**Problem:**
Reproduce the following material exactly, including every line.

##### The input

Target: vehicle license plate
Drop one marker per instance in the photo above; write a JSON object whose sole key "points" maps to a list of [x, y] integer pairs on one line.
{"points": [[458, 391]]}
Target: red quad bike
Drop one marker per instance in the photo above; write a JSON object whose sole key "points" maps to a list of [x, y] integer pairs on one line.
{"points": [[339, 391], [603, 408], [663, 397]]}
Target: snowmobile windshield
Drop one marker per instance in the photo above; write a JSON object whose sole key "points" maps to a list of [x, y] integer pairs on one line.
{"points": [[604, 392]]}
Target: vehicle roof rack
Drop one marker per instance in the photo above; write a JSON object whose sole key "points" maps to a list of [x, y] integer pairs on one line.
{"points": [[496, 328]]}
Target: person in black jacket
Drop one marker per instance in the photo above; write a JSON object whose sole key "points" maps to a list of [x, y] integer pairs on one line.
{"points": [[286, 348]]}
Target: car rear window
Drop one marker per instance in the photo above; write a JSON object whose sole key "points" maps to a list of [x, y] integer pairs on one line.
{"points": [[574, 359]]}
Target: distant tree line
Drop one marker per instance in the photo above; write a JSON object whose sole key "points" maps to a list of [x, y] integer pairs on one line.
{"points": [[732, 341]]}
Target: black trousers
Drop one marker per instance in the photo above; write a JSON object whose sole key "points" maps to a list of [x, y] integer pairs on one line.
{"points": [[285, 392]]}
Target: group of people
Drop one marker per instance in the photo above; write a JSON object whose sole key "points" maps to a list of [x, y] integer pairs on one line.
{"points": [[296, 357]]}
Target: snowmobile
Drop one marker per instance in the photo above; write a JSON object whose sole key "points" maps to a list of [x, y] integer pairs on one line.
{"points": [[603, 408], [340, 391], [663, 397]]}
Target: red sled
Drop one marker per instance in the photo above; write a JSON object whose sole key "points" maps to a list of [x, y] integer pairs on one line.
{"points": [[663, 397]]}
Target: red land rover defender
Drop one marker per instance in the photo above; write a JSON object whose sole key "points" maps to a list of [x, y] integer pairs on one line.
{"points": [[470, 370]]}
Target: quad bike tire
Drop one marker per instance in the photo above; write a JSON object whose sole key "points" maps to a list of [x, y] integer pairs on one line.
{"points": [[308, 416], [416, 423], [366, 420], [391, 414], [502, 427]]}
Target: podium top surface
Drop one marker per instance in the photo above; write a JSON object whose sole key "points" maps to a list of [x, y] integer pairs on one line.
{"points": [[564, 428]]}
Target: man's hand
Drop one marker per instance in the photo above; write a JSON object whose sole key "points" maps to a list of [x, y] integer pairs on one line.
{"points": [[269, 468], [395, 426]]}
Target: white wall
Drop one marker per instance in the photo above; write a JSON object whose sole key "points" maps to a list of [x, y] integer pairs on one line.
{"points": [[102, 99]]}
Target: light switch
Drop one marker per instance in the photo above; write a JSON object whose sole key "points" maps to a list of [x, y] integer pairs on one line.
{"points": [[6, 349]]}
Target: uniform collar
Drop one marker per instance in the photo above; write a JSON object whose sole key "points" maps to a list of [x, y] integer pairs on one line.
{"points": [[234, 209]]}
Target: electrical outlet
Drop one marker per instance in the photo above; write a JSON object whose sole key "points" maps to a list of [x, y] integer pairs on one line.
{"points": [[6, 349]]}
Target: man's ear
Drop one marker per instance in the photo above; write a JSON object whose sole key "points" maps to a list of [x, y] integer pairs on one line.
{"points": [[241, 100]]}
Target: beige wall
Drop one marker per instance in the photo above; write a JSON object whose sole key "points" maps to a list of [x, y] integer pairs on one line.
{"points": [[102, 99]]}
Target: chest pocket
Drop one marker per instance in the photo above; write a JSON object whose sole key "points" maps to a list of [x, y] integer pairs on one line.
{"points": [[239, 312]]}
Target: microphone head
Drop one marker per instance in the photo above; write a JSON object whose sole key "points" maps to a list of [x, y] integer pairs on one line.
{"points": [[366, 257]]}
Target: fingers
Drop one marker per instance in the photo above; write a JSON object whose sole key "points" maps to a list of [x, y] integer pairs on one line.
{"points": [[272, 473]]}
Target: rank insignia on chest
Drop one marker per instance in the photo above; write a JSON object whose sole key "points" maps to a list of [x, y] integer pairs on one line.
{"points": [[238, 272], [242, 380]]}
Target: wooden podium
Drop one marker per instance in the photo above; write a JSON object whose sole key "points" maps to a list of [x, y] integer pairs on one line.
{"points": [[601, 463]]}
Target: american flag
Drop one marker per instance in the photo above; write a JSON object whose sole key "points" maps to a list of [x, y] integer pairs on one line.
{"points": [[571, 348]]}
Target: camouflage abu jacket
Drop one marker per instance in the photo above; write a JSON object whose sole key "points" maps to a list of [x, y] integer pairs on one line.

##########

**Worked solution:**
Target: vehicle license plate
Drop one marker per instance in the photo above; write a JSON object whose sole key "points" maps to a list of [x, y] integer pairs on one line.
{"points": [[458, 391]]}
Target: red quad bike
Drop one marker per instance in the photo above; write a JSON object whose sole key "points" maps to a list of [x, y] integer pairs on one line.
{"points": [[339, 391], [603, 408], [663, 397]]}
Target: snowmobile windshield
Drop one marker per instance in the photo above; write a JSON object whose sole key "points" maps to a list of [x, y] integer pairs on one line.
{"points": [[604, 392]]}
Target: vehicle roof rack
Drop one marker per instance in the photo above; write a JSON object whose sole key "points" maps to a list of [x, y] integer pairs on one line.
{"points": [[496, 328]]}
Target: person in black jacket
Drop one marker per instance in the photo above; write a JSON object whose sole key "points" maps to a list of [x, y] integer pairs on one line.
{"points": [[286, 348]]}
Target: car rear window
Drop one marker per instance in the photo above; write a JSON object whose sole key "points" maps to a list of [x, y] integer pairs on one line.
{"points": [[574, 359]]}
Target: distant tree line
Drop one marker per instance in the photo above; write a JSON object whose sole key "points" maps to a list of [x, y] integer pairs on one line.
{"points": [[732, 341]]}
Target: black trousers
Drop one marker per instance in the photo above; write a JSON object whose sole key "points" maps to a list of [x, y] integer pairs on one line.
{"points": [[285, 392]]}
Target: group of people
Drop one marker per instance in the photo above; write a JSON object whose sole key "points" maps to a list of [x, y] integer pairs on one line.
{"points": [[296, 357]]}
Target: snowmobile
Drop one marker per instance in the photo above; write a JSON object whose sole key "points" maps to a list of [x, y] integer pairs on one line.
{"points": [[603, 408], [340, 391], [663, 397]]}
Target: red sled
Drop one marker per instance in the photo above; write a JSON object whose sole key "points" maps to a list of [x, y] integer pairs on one line.
{"points": [[663, 397]]}
Target: red land rover defender
Drop one marker per instance in the photo above; write a JSON object whose sole key "points" maps to a list of [x, y] integer pairs on one line.
{"points": [[470, 370]]}
Target: quad bike tire
Drop one marker per instance in the photo above; write a JSON object whose sole key "points" maps to a list of [x, y] integer pairs on one line.
{"points": [[308, 416], [416, 423], [366, 420], [391, 414], [502, 427]]}
Target: podium top surface
Drop one marker per instance in the photo above; write a JSON object whose sole key "points" maps to a list of [x, y] integer pairs on one line.
{"points": [[564, 428]]}
Target: man's hand
Drop one marker per instance in the photo above; write a JSON object whose sole key "points" maps to a list of [x, y] integer pairs on one line.
{"points": [[269, 468], [395, 426]]}
Target: white wall
Drop one marker per instance in the photo above; write a JSON object whose sole key "points" maps to a list of [x, y] integer pairs on one line.
{"points": [[102, 99]]}
Target: light switch
Drop one marker per instance in the photo above; write a JSON object whose sole key "points" maps to a list of [x, y] integer pairs on one line.
{"points": [[6, 349]]}
Target: uniform collar
Drop one marker per instance in the photo above; write a JSON object whose sole key "points" maps to a list of [x, y] integer pairs on one line.
{"points": [[234, 209]]}
Target: electrical outlet
Drop one marker per instance in the photo above; write a JSON object whose sole key "points" maps to a list of [x, y] integer pairs on one line.
{"points": [[6, 349]]}
Target: man's ear
Drop one marker per instance in the photo above; write a JSON object whose sole key "points" maps to a list of [x, y] integer pairs on one line.
{"points": [[241, 100]]}
Target: beige wall
Drop one marker per instance in the photo above; write a JSON object whose sole key "points" maps to a list of [x, y] integer pairs on one line.
{"points": [[102, 99]]}
Target: chest pocket
Drop one marker per instance in the photo above; write a JSON object whose sole key "points" maps to a list of [x, y] integer pairs on one line.
{"points": [[239, 312]]}
Target: microphone head
Drop one marker per instance in the photo above; write a JSON object whose sole key "points" maps to a list of [x, y] integer pairs on one line.
{"points": [[366, 257]]}
Target: fingers
Drop one marker per instance in the photo above; write a JSON object whose sole key "points" maps to a list of [x, y] integer pairs on one line.
{"points": [[272, 473]]}
Target: rank insignia on chest
Drop one marker per instance in the photo above; write a JSON object whose sole key "points" maps to a list of [x, y] integer pairs on one line.
{"points": [[238, 272], [242, 380]]}
Target: wooden podium
Drop one marker per instance in the photo above; write a JSON object whose sole key "points" maps to a list of [x, y] integer pairs on one line.
{"points": [[601, 463]]}
Target: american flag
Drop one marker per instance in the photo above; write a JSON object whose sole key "points" maps to a list of [x, y] integer pairs on one line.
{"points": [[571, 348]]}
Target: camouflage abu jacket
Drop one marker per instance in the photo above; write a JSON object whose sole key "points" maps to a list of [x, y] integer pairs on one line.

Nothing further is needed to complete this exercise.